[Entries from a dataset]
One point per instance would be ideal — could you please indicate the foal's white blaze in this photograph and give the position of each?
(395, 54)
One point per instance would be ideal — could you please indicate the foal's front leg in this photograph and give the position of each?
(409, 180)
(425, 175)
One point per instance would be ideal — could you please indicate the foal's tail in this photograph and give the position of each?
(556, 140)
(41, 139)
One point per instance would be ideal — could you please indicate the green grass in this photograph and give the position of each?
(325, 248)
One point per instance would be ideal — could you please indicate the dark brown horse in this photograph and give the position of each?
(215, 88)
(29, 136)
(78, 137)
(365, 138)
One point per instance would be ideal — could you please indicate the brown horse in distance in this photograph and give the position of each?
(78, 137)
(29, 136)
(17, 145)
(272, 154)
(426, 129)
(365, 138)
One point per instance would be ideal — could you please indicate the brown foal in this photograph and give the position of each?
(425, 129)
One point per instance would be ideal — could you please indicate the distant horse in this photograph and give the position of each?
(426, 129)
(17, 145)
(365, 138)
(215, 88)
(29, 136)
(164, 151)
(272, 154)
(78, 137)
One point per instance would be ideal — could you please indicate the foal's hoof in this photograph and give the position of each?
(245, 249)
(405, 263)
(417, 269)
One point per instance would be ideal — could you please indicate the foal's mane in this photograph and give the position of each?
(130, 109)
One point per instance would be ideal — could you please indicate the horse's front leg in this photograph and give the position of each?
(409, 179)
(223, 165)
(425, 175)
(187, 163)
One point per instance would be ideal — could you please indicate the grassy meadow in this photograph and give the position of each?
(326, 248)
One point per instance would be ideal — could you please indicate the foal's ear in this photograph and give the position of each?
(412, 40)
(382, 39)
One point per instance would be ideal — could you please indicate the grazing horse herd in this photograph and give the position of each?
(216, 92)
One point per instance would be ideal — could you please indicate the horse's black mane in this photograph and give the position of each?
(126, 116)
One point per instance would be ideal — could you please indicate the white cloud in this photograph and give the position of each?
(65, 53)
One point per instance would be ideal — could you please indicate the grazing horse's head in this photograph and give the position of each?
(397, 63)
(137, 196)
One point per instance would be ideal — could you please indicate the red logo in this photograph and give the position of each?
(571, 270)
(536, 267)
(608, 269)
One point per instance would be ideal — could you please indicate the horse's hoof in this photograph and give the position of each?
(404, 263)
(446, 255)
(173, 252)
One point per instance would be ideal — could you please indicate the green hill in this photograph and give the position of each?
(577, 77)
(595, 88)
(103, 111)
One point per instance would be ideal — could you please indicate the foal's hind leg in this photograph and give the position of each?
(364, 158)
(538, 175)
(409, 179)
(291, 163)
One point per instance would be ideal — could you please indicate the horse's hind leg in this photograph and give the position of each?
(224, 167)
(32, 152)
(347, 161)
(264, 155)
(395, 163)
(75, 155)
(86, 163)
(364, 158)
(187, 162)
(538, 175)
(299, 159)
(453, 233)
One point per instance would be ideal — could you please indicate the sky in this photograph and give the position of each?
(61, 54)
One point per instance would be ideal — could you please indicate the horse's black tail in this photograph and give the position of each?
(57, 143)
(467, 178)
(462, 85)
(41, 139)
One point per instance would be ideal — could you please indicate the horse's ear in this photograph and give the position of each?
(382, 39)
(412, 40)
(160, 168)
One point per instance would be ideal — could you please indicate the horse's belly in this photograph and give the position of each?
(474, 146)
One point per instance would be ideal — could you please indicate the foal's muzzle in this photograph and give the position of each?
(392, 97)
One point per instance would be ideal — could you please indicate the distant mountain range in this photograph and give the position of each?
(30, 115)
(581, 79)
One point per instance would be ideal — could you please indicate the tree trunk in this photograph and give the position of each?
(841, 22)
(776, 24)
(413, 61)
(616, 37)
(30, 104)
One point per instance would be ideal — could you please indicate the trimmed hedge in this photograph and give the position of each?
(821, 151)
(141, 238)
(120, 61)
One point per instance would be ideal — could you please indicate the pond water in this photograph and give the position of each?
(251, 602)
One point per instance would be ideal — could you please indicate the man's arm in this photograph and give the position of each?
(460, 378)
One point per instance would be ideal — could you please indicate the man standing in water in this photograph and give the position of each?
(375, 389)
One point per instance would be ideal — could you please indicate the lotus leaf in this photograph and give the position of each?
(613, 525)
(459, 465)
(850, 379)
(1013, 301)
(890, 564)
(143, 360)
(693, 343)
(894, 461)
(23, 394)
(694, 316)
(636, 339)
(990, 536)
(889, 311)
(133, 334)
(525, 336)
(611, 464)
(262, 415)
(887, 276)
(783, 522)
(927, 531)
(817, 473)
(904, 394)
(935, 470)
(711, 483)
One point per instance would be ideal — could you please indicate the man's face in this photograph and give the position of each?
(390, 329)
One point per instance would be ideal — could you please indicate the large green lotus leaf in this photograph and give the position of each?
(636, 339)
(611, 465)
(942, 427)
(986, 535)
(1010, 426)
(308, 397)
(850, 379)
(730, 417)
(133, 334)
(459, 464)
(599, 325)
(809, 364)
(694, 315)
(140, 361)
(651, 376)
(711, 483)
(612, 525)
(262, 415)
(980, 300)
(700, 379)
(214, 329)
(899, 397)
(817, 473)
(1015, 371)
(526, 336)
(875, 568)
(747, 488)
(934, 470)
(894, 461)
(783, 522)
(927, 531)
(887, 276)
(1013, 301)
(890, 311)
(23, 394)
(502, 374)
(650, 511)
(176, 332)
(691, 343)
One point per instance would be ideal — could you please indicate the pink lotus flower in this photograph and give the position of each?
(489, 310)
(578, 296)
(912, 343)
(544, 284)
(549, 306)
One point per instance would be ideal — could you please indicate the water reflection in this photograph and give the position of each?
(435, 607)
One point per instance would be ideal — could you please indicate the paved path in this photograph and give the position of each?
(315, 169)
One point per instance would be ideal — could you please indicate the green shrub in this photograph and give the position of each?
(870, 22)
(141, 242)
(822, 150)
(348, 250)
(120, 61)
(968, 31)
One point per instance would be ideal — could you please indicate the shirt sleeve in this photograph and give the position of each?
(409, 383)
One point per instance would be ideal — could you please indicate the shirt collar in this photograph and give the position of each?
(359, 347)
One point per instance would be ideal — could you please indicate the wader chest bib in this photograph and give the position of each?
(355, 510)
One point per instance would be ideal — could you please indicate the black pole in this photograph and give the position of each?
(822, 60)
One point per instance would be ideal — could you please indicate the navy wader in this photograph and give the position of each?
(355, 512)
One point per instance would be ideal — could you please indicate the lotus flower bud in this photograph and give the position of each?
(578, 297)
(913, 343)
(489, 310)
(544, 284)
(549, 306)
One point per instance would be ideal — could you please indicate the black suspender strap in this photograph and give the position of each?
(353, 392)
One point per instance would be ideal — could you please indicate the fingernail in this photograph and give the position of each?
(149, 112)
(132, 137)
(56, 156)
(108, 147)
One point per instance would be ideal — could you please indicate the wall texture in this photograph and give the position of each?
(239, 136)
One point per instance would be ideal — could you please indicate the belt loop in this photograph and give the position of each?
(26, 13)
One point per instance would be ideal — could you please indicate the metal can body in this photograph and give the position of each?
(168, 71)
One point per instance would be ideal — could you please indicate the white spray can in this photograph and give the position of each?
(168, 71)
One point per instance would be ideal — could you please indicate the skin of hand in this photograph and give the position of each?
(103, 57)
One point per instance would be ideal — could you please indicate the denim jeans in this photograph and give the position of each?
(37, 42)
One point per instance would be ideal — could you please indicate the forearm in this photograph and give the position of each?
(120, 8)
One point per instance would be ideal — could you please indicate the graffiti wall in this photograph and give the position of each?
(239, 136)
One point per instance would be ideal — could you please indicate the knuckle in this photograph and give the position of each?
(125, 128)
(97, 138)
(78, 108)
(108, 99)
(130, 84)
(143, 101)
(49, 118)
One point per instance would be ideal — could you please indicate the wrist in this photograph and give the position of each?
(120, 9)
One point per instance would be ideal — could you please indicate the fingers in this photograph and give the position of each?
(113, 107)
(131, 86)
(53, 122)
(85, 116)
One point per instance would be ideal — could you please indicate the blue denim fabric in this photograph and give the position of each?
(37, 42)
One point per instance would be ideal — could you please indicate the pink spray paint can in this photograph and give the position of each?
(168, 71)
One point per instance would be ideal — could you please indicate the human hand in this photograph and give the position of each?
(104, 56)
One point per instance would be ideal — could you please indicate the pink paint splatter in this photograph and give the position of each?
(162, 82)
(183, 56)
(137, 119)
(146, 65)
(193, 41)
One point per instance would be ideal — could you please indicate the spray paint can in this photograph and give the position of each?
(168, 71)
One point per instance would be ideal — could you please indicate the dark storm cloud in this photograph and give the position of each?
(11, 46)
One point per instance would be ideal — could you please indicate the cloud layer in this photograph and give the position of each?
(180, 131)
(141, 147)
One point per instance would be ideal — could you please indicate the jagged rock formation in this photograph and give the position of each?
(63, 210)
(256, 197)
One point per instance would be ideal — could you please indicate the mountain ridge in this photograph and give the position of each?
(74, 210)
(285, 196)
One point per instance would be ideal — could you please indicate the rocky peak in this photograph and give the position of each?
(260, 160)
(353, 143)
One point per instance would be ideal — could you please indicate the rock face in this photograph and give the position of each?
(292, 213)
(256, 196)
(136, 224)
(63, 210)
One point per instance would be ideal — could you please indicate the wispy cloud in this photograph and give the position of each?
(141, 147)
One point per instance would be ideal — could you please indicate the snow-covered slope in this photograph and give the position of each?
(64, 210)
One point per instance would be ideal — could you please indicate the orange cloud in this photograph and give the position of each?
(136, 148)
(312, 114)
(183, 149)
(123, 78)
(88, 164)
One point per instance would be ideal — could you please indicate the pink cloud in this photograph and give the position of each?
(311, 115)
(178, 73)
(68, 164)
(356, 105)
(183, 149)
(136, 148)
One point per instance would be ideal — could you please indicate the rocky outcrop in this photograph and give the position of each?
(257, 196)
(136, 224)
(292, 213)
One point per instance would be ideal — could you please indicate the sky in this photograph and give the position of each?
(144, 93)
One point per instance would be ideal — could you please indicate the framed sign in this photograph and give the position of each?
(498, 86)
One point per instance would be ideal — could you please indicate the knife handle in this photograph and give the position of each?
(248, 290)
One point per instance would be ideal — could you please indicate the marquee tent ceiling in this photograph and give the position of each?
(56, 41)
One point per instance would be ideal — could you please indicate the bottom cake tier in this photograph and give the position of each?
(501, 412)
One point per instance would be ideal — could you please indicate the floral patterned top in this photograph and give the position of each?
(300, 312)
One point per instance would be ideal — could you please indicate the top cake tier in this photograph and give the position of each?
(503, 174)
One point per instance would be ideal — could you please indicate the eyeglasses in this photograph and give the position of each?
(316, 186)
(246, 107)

**Problem requirements:**
Transcribe the records above exactly, but only from the line that contains "indicate the framed" through their final line, inclusive.

**Expected answer:**
One point per instance would be ideal — could you please indicate the framed sign in this photograph and give the position of each?
(498, 86)
One point per instance would be ideal — could you please indicate the knife handle in this photograph and give the position of each?
(248, 290)
One point per instance would be ideal — could you please indicate the marquee tent ceiling in this photograph and give the position of each?
(56, 41)
One point per instance would be ideal — could you please indicate the bottom cake tier in this photograph and give the position of each?
(501, 412)
One point per instance would be ideal — could you please indicate the floral patterned top in this photograph and give the position of each?
(300, 312)
One point per instance would be ideal — could you please indicate the top cake tier in this photograph and give the position of each?
(503, 174)
One point per instance would be ideal — could you please indicate the eyeglasses in this photograph and give the position of each?
(316, 186)
(246, 107)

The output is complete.